Passage to read:
— begin —

Gill Thank you for the idea which you suggested. It does sound like an ideal set up as then I wouldn't have to give this place up but it is a social house house and therefore I do know that I wouldn't be able to out of the house for a length of time or it would go against my tenancy agreement. But for a few weeks, three, four might be doable and then I could find out where I would want to go and live. Excellent idea. If I sat here thinking about the past and how things have gone, it would not do me any good, no one would come and be any different to how they have been in the past and so I have to look towards my own future and get on with it. Thank you for being excited on my behalf, it made me smile. smile flowers

rosequartz Thu 23-Apr-15 16:05:35

House sitting is a good idea - I know someone who does it now they are retired.

DC are funny, aren't they, they want to get out there and make a life for themselves but like to think that their room, their things, are just as they were when they left, waiting for them should they decide to return or pop back from time to time!

You have to start living life for yourself now, and I hope you enjoy it very much flowers

rosequartz Thu 23-Apr-15 16:08:03

When I left home DM packed up all my stuff (we didn't have so much in those days of course) in a large sea trunk and sent it to me courtesy of British Rail. I then had to decide what to keep and what not to keep. It did concentrate the mind.

(I was a little bit older than your DS - not much - and had a flat and a job.)

— end —

Written task 1:
In the forum discussion, how did rosequartz's mother send her belongings to her after she left home?
The forum discussion and the records bear no relation to each other.

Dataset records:
— begin —

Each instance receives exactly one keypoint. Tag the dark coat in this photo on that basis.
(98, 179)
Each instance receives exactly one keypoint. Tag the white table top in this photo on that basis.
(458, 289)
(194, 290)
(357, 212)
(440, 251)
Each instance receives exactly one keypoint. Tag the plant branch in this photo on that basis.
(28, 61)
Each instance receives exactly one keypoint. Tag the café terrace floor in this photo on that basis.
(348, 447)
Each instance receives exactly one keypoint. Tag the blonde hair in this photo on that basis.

— end —

Written task 2:
Pick out each line of the records that contains the word "photo".

Final result 1:
She packed them in a large sea trunk and sent it by British Rail.

Final result 2:
Each instance receives exactly one keypoint. Tag the dark coat in this photo on that basis.
Each instance receives exactly one keypoint. Tag the white table top in this photo on that basis.
Each instance receives exactly one keypoint. Tag the plant branch in this photo on that basis.
Each instance receives exactly one keypoint. Tag the café terrace floor in this photo on that basis.
Each instance receives exactly one keypoint. Tag the blonde hair in this photo on that basis.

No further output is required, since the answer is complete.